=== TASK DETAILS ===
Retype all of the material below line for line, with no changes, and leave the pictures out.

--- START OF EXCERPTED DATA ---

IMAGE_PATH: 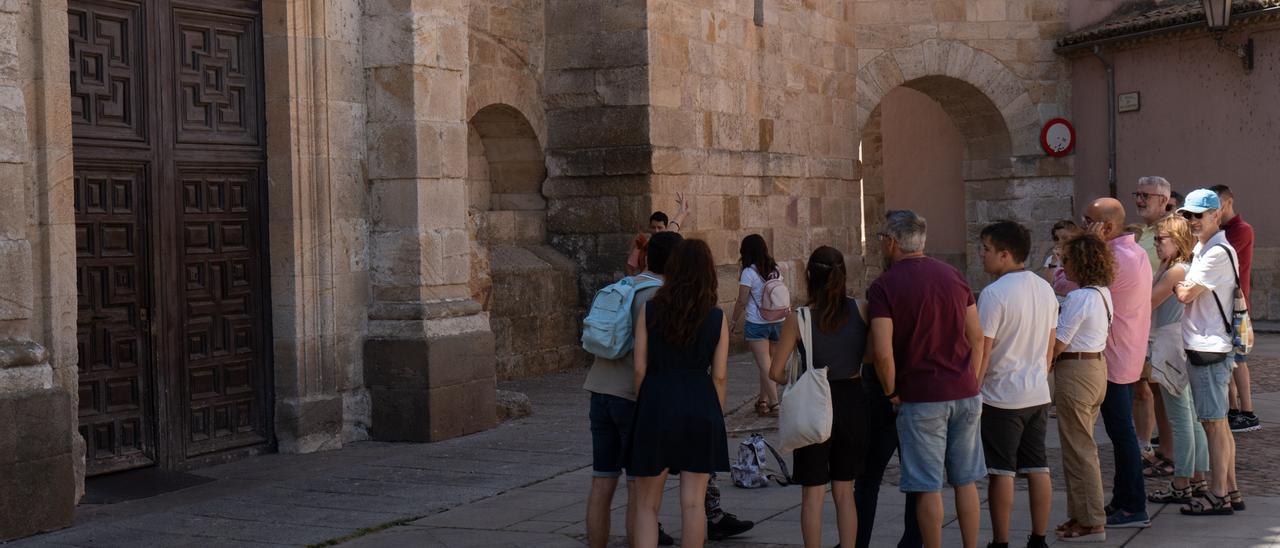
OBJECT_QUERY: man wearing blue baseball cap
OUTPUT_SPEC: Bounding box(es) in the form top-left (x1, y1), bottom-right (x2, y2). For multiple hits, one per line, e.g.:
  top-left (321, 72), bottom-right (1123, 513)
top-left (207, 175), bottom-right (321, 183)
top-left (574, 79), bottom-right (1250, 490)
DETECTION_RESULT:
top-left (1174, 188), bottom-right (1244, 516)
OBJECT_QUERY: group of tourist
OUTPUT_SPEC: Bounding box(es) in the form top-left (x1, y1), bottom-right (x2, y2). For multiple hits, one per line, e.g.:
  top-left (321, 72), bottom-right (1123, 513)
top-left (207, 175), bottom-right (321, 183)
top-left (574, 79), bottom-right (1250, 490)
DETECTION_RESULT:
top-left (585, 177), bottom-right (1260, 548)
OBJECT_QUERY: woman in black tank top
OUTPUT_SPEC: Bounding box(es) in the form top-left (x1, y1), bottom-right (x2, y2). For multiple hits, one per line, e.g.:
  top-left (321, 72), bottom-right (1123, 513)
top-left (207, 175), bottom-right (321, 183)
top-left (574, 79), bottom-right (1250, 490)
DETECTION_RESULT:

--- END OF EXCERPTED DATA ---

=== WRITTEN SOLUTION ===
IMAGE_PATH: 
OBJECT_QUERY: man wearing blue baseball cap
OUTPUT_SPEC: Bounding box(es) in the form top-left (x1, y1), bottom-right (x2, y2). For multiple hits, one per line, e.g.:
  top-left (321, 72), bottom-right (1123, 513)
top-left (207, 175), bottom-right (321, 183)
top-left (574, 79), bottom-right (1250, 490)
DETECTION_RESULT:
top-left (1174, 188), bottom-right (1244, 516)
OBJECT_QUERY: group of tourist
OUTPUT_SPEC: Bounding box(es) in the form top-left (x1, y1), bottom-right (x2, y2). For multiple hits, one per line, e.g.:
  top-left (321, 72), bottom-right (1123, 513)
top-left (207, 175), bottom-right (321, 183)
top-left (574, 79), bottom-right (1250, 490)
DETECTION_RESULT:
top-left (585, 177), bottom-right (1260, 548)
OBJECT_QUERY: woman in black tank top
OUTPUT_SPEC: Bounding box(es) in the form top-left (x1, y1), bottom-right (x2, y2). For multiple hits, one per line, e.g.:
  top-left (321, 72), bottom-right (1123, 513)
top-left (207, 175), bottom-right (321, 183)
top-left (574, 79), bottom-right (1250, 490)
DETECTION_RESULT:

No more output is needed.